A High Efficiency Application
When 1-lb/sec of natural gas is combusted in a turbine engine operating at 35
% efficiency, 30,412 Hp in thermal energy would be released and converted to
10,644 Hp on the power turbine drive-shaft. The pressure control engine
processing 1-lb/sec natural gas would yield between 2.7 % to 3 % of the power
of a gas turbine that burns 1-lb/sec natural gas. On extensive natural gas
fired power grids, Quasiturbine pipeline energy-recovery engines could provide
low-level power to small markets at remote locations along the gas pipeline at
competitive cost. The heat absorbed along the pipelines by the control valves
reducing line pressure, would otherwise be dissipated.
Inter-Cooling and Reheat
The "thermal efficiency" of the Quasiturbine pipeline pressure control engine
would be high because it would use no energy compressing the gas. That work
has been done at the pipeline compressor station, the operating cost of which
would be recovered from the sale of natural gas to customers. Thermodynamic
efficiency could be improved by raising engine inlet temperature; however, the
temperature that enters the local gas distribution network would need to be
kept low. If the engine exhaust temperature is too high for local
distribution, the exhaust can be cooled in an inter-cooling heat exchanger.

*WHAT IS ASKED*:
a – List each distinct numerical value, with its unit, that appears in the Quasiturbine pipeline text.
b – Proceed with the Quasiturbine pipeline text, picking up after its final sentence.
The location labeling data that come next are separate material and unrelated to the Quasiturbine pipeline text.

(Location labeling records)
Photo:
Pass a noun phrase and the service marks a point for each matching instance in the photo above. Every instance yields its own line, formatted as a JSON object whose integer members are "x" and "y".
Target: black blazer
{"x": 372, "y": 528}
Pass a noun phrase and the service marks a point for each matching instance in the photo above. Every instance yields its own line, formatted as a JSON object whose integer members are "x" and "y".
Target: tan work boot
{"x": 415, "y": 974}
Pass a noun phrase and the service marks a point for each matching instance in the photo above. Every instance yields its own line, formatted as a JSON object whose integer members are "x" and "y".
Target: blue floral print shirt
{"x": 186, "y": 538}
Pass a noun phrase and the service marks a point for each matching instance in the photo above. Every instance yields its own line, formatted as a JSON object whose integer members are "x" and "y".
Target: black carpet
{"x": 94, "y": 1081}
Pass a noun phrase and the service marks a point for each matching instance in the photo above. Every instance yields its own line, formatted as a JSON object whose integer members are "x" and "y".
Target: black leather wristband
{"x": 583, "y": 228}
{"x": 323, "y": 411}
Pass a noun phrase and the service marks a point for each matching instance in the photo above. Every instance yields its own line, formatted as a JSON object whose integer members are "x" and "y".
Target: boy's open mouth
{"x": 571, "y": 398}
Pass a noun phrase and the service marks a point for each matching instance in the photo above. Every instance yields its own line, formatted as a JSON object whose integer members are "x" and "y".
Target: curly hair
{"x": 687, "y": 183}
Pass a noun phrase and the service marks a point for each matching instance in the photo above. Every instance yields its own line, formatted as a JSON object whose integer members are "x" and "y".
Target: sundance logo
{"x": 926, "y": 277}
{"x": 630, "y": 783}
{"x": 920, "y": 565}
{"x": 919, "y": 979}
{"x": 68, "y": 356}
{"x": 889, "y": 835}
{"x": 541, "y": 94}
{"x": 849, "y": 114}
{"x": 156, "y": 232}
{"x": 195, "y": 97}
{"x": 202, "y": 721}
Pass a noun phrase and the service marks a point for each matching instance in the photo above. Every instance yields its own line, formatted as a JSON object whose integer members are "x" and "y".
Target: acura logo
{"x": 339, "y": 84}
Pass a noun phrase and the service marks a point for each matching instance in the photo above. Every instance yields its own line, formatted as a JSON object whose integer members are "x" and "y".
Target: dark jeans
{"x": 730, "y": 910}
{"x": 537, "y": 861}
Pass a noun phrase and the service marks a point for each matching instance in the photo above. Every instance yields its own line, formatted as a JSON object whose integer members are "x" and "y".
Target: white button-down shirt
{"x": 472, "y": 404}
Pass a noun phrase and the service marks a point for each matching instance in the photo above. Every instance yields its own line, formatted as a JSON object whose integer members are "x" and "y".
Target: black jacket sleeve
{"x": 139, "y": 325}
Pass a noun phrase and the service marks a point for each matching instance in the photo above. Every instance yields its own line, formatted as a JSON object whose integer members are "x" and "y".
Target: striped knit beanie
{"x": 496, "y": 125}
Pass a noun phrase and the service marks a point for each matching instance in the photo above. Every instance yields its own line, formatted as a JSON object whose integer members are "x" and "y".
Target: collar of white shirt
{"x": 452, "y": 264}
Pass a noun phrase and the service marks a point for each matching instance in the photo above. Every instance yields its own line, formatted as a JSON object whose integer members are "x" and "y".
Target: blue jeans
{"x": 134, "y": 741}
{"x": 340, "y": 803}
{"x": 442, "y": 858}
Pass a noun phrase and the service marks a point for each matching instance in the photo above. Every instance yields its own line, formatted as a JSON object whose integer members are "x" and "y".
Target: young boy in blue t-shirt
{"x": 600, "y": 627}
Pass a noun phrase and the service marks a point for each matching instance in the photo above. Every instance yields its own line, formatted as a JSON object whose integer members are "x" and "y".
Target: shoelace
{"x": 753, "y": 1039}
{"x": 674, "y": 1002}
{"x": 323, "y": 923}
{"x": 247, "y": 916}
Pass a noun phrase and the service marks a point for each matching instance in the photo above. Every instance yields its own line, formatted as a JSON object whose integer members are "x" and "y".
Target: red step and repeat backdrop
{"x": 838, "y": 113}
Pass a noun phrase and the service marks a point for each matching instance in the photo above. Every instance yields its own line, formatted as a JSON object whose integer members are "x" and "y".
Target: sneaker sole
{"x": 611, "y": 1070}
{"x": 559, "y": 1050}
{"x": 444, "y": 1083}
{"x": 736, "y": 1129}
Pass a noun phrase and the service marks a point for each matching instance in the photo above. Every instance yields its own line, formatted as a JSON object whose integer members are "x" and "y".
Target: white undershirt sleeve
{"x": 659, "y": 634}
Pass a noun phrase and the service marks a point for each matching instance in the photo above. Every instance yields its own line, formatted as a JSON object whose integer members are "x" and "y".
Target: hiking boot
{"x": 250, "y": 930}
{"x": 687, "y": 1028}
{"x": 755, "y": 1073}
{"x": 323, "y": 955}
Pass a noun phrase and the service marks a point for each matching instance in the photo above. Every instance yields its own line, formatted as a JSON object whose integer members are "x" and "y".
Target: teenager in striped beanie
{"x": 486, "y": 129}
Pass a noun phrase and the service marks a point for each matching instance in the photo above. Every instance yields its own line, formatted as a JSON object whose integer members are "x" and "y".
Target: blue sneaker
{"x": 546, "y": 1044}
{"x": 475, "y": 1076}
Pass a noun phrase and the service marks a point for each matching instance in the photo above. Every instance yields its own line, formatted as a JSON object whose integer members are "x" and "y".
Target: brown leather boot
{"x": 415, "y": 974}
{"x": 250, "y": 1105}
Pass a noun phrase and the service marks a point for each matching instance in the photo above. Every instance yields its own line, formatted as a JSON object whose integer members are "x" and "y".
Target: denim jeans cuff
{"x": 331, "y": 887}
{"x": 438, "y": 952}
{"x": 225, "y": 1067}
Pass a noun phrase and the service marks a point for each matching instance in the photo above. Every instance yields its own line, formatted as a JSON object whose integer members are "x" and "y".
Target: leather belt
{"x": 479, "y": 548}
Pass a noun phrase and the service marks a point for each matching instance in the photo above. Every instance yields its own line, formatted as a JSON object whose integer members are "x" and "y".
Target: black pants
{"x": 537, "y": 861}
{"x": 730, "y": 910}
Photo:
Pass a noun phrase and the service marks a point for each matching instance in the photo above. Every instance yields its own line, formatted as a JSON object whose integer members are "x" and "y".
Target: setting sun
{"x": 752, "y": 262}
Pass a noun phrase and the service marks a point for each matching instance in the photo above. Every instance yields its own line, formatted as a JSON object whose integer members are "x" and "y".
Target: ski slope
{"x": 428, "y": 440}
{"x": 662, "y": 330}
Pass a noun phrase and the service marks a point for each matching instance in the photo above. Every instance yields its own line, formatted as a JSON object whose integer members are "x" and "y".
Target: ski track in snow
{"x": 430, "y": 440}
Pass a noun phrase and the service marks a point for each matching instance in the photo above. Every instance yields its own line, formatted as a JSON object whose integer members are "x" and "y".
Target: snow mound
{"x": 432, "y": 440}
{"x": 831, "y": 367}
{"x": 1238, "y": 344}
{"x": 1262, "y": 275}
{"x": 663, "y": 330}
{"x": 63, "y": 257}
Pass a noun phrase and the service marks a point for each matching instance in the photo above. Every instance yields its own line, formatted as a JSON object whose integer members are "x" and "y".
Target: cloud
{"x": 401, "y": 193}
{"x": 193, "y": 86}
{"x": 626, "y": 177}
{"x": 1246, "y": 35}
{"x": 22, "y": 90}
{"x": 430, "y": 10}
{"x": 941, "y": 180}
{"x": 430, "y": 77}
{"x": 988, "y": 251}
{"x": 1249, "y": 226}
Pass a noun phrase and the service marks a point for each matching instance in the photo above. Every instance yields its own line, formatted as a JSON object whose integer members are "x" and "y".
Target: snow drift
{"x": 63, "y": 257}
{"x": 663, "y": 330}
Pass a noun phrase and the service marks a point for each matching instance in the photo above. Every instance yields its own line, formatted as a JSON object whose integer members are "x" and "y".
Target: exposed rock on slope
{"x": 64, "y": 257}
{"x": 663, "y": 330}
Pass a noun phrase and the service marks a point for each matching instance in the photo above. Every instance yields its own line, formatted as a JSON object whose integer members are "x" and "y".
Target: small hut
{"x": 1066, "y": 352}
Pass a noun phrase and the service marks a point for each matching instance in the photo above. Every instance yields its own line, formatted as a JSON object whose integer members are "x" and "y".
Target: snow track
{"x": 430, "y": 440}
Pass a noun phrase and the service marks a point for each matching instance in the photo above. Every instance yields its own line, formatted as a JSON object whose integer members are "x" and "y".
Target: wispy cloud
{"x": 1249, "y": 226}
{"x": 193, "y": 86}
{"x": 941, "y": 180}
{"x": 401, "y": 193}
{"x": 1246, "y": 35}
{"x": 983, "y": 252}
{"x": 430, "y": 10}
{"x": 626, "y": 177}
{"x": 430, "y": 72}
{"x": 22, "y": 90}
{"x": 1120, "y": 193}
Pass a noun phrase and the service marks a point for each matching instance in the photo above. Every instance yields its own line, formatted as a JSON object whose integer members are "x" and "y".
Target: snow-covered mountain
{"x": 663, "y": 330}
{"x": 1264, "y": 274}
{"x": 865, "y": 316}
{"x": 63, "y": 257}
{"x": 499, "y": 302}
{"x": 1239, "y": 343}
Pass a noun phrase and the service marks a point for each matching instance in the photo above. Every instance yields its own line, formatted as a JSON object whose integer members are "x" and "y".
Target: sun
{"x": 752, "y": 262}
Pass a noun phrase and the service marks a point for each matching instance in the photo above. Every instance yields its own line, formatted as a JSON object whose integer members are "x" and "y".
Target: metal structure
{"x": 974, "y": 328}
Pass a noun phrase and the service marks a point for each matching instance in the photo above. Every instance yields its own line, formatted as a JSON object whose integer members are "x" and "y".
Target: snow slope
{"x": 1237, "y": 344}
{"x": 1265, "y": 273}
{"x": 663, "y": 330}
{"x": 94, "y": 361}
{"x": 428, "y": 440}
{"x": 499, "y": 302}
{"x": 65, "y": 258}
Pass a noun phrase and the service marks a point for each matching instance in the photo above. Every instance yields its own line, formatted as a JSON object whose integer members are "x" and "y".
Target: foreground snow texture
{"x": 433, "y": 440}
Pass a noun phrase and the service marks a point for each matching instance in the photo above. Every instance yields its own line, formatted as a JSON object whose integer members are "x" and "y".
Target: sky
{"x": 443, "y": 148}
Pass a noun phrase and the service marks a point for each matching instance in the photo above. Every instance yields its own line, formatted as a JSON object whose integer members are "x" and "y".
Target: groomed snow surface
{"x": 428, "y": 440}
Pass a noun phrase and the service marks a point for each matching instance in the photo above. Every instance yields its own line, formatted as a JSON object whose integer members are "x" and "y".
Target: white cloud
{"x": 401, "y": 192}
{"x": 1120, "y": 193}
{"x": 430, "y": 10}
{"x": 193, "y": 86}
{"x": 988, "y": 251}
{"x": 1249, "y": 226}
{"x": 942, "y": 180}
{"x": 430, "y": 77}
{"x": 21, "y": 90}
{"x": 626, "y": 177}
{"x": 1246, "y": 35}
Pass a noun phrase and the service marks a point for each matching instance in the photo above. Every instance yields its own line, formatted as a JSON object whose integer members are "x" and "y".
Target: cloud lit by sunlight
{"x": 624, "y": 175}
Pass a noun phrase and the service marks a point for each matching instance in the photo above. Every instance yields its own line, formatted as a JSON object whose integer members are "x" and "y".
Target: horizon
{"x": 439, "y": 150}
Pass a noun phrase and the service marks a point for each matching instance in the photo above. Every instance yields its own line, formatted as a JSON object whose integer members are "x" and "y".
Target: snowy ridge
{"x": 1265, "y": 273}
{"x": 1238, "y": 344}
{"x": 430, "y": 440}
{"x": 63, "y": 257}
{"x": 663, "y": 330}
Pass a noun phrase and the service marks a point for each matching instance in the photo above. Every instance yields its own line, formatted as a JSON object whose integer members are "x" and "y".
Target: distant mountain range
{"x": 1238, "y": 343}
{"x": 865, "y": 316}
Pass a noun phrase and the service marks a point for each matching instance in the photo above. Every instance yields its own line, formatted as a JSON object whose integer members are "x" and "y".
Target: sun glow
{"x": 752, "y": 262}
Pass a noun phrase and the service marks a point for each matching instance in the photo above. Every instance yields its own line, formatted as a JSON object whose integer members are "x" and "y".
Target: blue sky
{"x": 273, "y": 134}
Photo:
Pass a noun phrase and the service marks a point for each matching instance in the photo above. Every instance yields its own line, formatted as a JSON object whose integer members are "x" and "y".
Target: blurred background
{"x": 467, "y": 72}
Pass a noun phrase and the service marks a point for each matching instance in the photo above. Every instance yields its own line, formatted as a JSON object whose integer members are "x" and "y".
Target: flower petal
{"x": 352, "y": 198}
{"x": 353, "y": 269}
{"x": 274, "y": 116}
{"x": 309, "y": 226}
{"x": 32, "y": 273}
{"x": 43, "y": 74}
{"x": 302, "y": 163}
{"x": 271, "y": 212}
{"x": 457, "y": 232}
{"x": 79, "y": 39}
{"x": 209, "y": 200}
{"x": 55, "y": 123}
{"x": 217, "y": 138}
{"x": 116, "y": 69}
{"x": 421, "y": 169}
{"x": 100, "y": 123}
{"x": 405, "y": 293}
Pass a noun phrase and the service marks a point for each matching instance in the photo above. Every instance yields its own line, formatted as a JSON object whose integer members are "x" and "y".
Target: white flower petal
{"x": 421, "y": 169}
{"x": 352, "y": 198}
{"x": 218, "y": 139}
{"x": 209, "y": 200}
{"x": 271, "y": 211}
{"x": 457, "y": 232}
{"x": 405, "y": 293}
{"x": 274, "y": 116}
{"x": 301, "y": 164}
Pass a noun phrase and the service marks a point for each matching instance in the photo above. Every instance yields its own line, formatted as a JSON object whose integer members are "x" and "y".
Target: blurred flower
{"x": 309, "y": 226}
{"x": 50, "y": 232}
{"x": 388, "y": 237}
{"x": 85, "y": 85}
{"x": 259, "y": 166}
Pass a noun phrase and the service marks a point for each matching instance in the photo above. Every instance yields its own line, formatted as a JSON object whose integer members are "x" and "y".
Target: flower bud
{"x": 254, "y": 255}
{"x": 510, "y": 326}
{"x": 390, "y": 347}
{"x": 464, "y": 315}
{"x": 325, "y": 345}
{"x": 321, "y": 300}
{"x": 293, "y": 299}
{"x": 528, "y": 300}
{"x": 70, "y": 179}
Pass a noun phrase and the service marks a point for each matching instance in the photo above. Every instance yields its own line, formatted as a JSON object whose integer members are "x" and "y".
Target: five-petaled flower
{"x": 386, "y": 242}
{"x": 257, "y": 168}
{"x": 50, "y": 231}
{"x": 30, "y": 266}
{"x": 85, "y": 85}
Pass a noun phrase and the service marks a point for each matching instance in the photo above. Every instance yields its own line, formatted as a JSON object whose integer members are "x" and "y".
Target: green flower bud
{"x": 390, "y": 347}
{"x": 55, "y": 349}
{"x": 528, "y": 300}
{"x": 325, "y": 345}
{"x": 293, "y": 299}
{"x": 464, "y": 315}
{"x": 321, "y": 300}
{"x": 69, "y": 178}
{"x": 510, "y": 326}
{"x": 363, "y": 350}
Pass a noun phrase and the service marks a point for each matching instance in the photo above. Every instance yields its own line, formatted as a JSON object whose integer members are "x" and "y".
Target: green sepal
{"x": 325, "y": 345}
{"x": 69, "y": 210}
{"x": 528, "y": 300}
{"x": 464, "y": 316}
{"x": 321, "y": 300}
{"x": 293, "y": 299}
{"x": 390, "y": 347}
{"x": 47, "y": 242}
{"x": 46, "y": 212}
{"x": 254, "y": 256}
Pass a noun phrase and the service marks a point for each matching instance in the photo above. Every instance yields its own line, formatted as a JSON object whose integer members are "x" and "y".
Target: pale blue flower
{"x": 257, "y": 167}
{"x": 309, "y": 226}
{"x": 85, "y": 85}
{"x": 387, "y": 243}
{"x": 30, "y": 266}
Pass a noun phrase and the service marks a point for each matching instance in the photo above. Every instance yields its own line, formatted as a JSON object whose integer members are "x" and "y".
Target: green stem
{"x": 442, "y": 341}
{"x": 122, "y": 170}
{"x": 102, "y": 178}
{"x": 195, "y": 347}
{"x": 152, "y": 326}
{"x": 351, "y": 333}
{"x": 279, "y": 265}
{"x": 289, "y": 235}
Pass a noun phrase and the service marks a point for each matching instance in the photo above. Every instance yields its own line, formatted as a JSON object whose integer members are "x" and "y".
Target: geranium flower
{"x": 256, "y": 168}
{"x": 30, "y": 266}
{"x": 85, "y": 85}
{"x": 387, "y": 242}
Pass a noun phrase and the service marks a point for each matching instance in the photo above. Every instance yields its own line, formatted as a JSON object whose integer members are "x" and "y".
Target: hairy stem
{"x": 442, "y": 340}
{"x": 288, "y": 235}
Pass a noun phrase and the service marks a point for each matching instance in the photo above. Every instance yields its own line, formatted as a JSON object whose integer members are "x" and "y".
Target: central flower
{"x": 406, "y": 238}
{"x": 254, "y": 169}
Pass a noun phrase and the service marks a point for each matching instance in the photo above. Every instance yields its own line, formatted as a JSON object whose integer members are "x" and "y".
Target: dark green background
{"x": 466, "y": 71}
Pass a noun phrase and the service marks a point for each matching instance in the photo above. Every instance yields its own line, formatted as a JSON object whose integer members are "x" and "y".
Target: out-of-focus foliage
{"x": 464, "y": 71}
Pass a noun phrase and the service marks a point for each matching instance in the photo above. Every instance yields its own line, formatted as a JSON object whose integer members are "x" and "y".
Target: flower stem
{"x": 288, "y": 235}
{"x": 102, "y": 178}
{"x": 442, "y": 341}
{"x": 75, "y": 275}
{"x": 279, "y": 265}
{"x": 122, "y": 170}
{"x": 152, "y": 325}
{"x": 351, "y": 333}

*ANSWER LIST*:
a –
- 1-lb/sec
- 35 %
- 30,412 Hp
- 10,644 Hp
- 2.7 %
- 3 %

b –
Combustion will occur in the main heat exchanger.
The high-pressure natural gas coming from the main pipeline will receive
primary heat in the intercooler then be superheated in the main heat exchanger
before being expanded in the engine. Before entering the local distribution
network, the low-pressure engine exhaust gas will release its heat to the cold
incoming gas in the intercooler. Engine efficiency can be improved and power
output could be raised by 45% using higher engine inlet temperature and the
intercooler. The use of the intercooler and a re-heater will allow for cascade
(high-pressure, reheat, low-pressure) operation of 2-Quasiturbines.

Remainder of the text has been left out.